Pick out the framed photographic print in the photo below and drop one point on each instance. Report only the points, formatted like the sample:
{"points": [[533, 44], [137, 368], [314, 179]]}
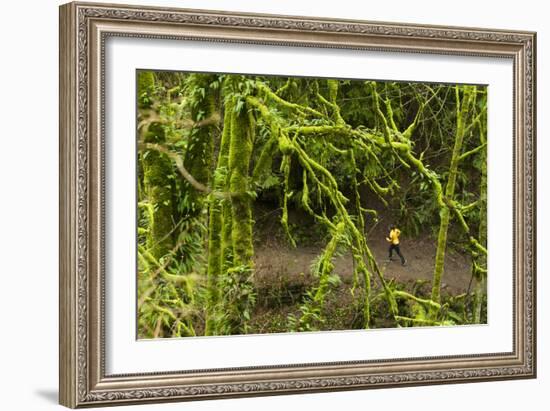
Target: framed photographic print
{"points": [[259, 204]]}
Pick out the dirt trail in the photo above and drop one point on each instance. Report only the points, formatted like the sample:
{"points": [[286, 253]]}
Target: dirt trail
{"points": [[292, 263]]}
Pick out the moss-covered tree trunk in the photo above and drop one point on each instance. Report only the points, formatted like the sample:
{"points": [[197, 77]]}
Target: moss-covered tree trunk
{"points": [[158, 190], [465, 96], [218, 224], [481, 275], [240, 152], [200, 149]]}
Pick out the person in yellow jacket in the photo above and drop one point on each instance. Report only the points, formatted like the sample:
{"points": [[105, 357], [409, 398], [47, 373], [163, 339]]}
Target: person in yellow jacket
{"points": [[393, 239]]}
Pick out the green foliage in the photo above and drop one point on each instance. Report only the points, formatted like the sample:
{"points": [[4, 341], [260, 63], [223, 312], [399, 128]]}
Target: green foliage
{"points": [[330, 157]]}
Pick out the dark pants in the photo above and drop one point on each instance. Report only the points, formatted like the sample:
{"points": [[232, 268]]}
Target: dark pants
{"points": [[398, 251]]}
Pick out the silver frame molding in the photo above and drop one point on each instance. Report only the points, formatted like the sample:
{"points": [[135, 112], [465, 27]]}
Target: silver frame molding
{"points": [[83, 30]]}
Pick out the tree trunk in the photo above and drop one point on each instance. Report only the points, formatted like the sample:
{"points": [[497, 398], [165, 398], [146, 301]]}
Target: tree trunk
{"points": [[462, 109]]}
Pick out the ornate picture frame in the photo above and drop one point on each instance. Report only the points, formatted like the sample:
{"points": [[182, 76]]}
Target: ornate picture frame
{"points": [[84, 29]]}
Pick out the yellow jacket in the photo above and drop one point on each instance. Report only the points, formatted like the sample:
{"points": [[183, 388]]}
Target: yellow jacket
{"points": [[394, 236]]}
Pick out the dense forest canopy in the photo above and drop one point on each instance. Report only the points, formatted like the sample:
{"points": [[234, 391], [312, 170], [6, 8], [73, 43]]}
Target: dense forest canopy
{"points": [[332, 161]]}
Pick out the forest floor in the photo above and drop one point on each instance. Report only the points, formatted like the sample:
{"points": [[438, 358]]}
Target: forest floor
{"points": [[283, 276]]}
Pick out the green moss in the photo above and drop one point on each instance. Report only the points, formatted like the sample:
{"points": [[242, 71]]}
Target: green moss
{"points": [[464, 105], [158, 189], [240, 151], [145, 88], [216, 224]]}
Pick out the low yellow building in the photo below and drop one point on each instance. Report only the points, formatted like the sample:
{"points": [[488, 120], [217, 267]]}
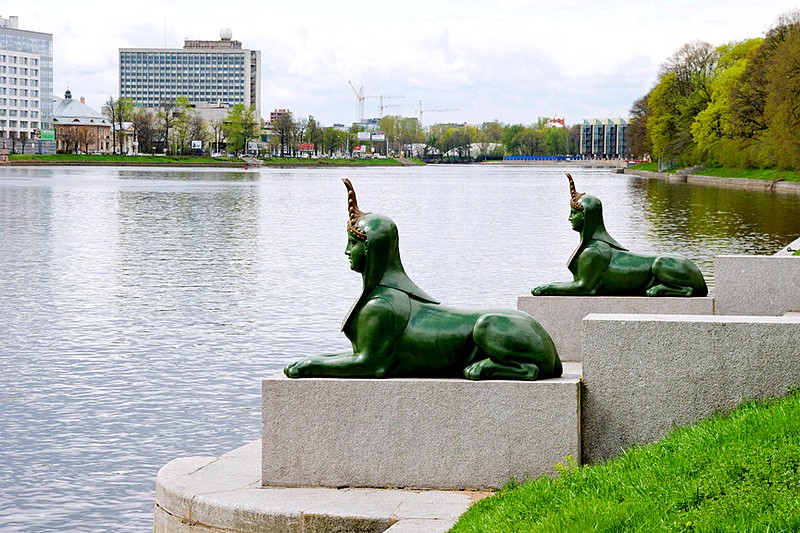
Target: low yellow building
{"points": [[79, 128]]}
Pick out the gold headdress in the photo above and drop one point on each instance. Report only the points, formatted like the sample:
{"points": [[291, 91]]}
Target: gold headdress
{"points": [[574, 195], [354, 212]]}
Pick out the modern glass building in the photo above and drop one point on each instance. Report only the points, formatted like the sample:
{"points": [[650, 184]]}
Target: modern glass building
{"points": [[209, 73], [604, 138], [26, 88]]}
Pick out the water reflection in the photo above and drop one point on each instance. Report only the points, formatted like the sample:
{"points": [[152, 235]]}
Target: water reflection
{"points": [[141, 307]]}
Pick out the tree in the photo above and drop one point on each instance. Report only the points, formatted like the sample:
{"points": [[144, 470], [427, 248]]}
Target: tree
{"points": [[283, 128], [749, 95], [782, 105], [241, 126], [166, 114], [145, 129], [198, 129], [715, 121], [118, 112], [218, 133]]}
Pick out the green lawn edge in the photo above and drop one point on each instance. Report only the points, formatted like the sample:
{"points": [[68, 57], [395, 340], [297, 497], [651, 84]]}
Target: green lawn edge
{"points": [[736, 472]]}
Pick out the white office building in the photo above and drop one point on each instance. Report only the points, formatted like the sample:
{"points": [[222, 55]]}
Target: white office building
{"points": [[213, 75], [26, 89]]}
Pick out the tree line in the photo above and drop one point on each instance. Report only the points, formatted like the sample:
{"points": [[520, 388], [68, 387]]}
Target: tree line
{"points": [[172, 127], [734, 105]]}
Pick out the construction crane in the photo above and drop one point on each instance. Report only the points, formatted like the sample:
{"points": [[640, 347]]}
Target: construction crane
{"points": [[360, 95], [432, 111], [381, 106]]}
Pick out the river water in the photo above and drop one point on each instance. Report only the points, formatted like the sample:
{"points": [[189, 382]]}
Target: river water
{"points": [[140, 308]]}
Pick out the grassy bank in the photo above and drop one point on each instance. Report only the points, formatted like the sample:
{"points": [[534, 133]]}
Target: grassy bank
{"points": [[75, 159], [739, 472], [746, 173]]}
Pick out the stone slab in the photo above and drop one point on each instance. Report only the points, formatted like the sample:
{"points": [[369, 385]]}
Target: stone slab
{"points": [[224, 494], [416, 433], [645, 374], [756, 285], [561, 316]]}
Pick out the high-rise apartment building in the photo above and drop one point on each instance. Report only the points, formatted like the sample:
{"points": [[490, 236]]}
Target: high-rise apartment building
{"points": [[604, 138], [209, 73], [26, 88]]}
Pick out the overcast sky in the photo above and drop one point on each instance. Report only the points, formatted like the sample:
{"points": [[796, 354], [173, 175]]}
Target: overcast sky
{"points": [[506, 60]]}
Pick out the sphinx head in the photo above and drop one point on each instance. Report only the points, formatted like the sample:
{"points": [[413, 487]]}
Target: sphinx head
{"points": [[372, 242], [586, 212]]}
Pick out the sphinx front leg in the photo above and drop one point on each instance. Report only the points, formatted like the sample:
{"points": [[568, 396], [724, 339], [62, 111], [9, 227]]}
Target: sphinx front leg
{"points": [[346, 365], [490, 369]]}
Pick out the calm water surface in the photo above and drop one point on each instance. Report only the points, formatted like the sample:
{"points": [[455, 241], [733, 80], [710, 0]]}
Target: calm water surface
{"points": [[139, 309]]}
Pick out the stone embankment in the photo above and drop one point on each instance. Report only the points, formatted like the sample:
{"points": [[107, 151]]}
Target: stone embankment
{"points": [[734, 183]]}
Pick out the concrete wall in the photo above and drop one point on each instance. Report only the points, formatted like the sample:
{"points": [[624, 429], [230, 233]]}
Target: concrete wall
{"points": [[561, 316], [424, 433], [645, 374], [756, 285]]}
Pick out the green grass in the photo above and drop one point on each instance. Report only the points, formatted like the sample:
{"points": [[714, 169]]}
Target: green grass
{"points": [[738, 473]]}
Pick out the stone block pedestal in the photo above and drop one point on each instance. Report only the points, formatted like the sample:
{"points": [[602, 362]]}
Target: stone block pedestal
{"points": [[561, 316], [417, 433]]}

***

▶ **Given instruction**:
Rewrite all of the records above, replacing every occurrence of "drop one point" with "mark one spot" and leaving everything else unchanged. Leave the pictures out of the result.

▶ **Problem solution**:
Pick out the framed photographic print in the photo below and mark one spot on each instance. Report only the points, formatted like the sample:
{"points": [[533, 44], [137, 368], [314, 179]]}
Target: framed photographic print
{"points": [[259, 204]]}
Pick out the dirt trail in the photo above and mark one spot on each instance. Report only the points, formatted like the sample:
{"points": [[286, 253]]}
Target: dirt trail
{"points": [[292, 263]]}
Pick out the moss-covered tree trunk in the photo above and mark one spot on each instance. Report only the points, formatted like the sample:
{"points": [[197, 77]]}
Target: moss-covered tree trunk
{"points": [[158, 190], [465, 96], [218, 224], [481, 275], [240, 152], [200, 149]]}
Pick out the person in yellow jacket in the photo above and mark one spot on each instance. Report only the points, formatted like the sample:
{"points": [[105, 357], [409, 398], [47, 373], [163, 339]]}
Target: person in yellow jacket
{"points": [[393, 239]]}
Pick out the green foliage in the photo above and mark one spot on each instance. Report only the points, formatted like the sample:
{"points": [[4, 341], [260, 63], [223, 312], [399, 128]]}
Target: green foliage
{"points": [[330, 157]]}
Pick out the dark pants in the photo above and mark one spot on each instance. Report only the points, formatted like the sample:
{"points": [[232, 268]]}
Target: dark pants
{"points": [[398, 251]]}
Pick out the silver frame molding in the photo above and mark one spot on each instance. Report only the points, formatted like the sample:
{"points": [[135, 112], [465, 27]]}
Target: silver frame molding
{"points": [[83, 30]]}
Pick out the tree trunk in the photo above and mark one spot on each instance. Report only the points, formatted like the sample:
{"points": [[497, 398], [165, 398], [146, 301]]}
Target: tree trunk
{"points": [[462, 109]]}
Pick out the ornate picture frame in the photo above and mark one spot on each instance. Report only the points, formatted like the sample:
{"points": [[182, 76]]}
Target: ornate picture frame
{"points": [[84, 29]]}
Pick out the yellow jacket in the photo above and mark one spot on each instance. Report only the points, formatted like the sample:
{"points": [[183, 388]]}
Target: yellow jacket
{"points": [[394, 236]]}
Pick out the dense forest canopy in the photo above and mark one spot on each instance. Report only the points, formatted like the sample:
{"points": [[234, 391], [312, 170], [6, 8], [73, 43]]}
Target: dense forest canopy
{"points": [[332, 161]]}
Pick out the forest floor in the photo above and mark one spot on each instance. Report only the points, formatted like the sample:
{"points": [[438, 358]]}
Target: forest floor
{"points": [[283, 276]]}
Pick out the green moss in the photo above and mark one spot on each instance. Report only the points, formatted like the sample:
{"points": [[242, 71]]}
Target: green moss
{"points": [[464, 105], [158, 189], [240, 151], [145, 88], [216, 224]]}
Pick out the low yellow building in the photo below and mark one spot on each instance. Report only the points, formatted like the sample:
{"points": [[488, 120], [217, 267]]}
Target: low yellow building
{"points": [[79, 128]]}
Pick out the gold headdress in the photo above and mark one spot on each instance. Report only the points, formatted like the sample:
{"points": [[291, 91]]}
Target: gold headdress
{"points": [[574, 195], [354, 212]]}
Pick out the modern glass building in the photo above and mark one spot on each instance. Report only the points, formatted like the sample:
{"points": [[650, 184]]}
Target: modern glass building
{"points": [[209, 73], [604, 138], [26, 88]]}
Pick out the water reflection in the photo above and mark one spot on each instance. Report only the points, formatted like the sample:
{"points": [[152, 235]]}
Target: water reflection
{"points": [[141, 307]]}
Pick out the tree in the photo above and mark one spot on each instance. Report only the points, formatted like the sample:
{"points": [[144, 470], [427, 248]]}
Target: tree
{"points": [[283, 128], [749, 95], [782, 105], [241, 126], [166, 114], [145, 129], [198, 129], [715, 121], [118, 112], [218, 133]]}
Pick out the green lawn edge in the photo above and mark one spot on each instance. Report only the points, formatted like the sample:
{"points": [[68, 57], [395, 340], [297, 497], [651, 84]]}
Target: green lawn edge
{"points": [[736, 472]]}
Pick out the white office building in the photo above and mark one spot on each instance. Report only the points, formatted like the sample:
{"points": [[222, 55]]}
Target: white office building
{"points": [[213, 75], [26, 89]]}
Pick out the tree line in the photo above and mark one spot on each instance. Report only the points, formatted like the sample:
{"points": [[520, 388], [68, 387]]}
Target: tree line
{"points": [[172, 127], [734, 105]]}
Pick out the construction crane in the photo above and mark one spot on each instance. Report only the points, formatted like the sample:
{"points": [[640, 347]]}
Target: construction crane
{"points": [[360, 95], [432, 111], [381, 106]]}
Pick out the river water in the photo above and mark one spot on each instance. Report only the points, formatted like the sample:
{"points": [[189, 382]]}
Target: river water
{"points": [[140, 308]]}
Pick out the grassy bank in the photo above and mark one spot on each instance. Report only the points, formatted like the sample:
{"points": [[534, 133]]}
Target: grassy bank
{"points": [[75, 159], [739, 472], [746, 173]]}
Pick out the stone slab in the photo above and mark one spot on each instance. Report only the points, formatted like the sample:
{"points": [[369, 385]]}
Target: stone slab
{"points": [[224, 494], [416, 433], [645, 374], [756, 285], [561, 316]]}
Pick out the high-rise apartment building in the photo above and mark one spot on each instance. Report only the points, formatted like the sample:
{"points": [[490, 236]]}
Target: high-rise apartment building
{"points": [[604, 138], [209, 73], [26, 88]]}
Pick out the overcast sky in the photo above and mark one spot on each instance. Report only the points, formatted like the sample:
{"points": [[796, 354], [173, 175]]}
Target: overcast sky
{"points": [[506, 60]]}
Pick out the sphinx head in the photo above and mark one spot on each instance. Report only the points, formatted like the sample:
{"points": [[413, 487]]}
Target: sphinx head
{"points": [[372, 242], [586, 212]]}
Pick out the sphinx front leg in the photo above and mark one spot on each instance. Report only the points, formatted like the sample:
{"points": [[568, 396], [724, 339], [62, 111], [9, 227]]}
Target: sphinx front leg
{"points": [[346, 365], [490, 369]]}
Pick out the calm water surface in the photo above and mark one spot on each instance. Report only the points, formatted like the sample:
{"points": [[455, 241], [733, 80], [710, 0]]}
Target: calm water surface
{"points": [[139, 309]]}
Pick out the stone embankment in the photo above and mark one spot on each instance. Report only the points, formatted like the sample:
{"points": [[107, 151]]}
Target: stone embankment
{"points": [[734, 183]]}
Pick out the concrete wall in the photo above and mark one spot on each instance. Report only the points, formatted like the sample:
{"points": [[624, 429], [230, 233]]}
Target: concrete wall
{"points": [[561, 316], [424, 433], [645, 374], [756, 285]]}
Pick out the green grass in the photo above and mark one spot on each instance. Report only the points, formatted like the sample:
{"points": [[714, 169]]}
Target: green grass
{"points": [[738, 473]]}
Pick out the stone block pedestal in the photo above and mark one spot on each instance. Report only the points, formatted like the sample:
{"points": [[602, 362]]}
Target: stone block pedestal
{"points": [[561, 316], [417, 433]]}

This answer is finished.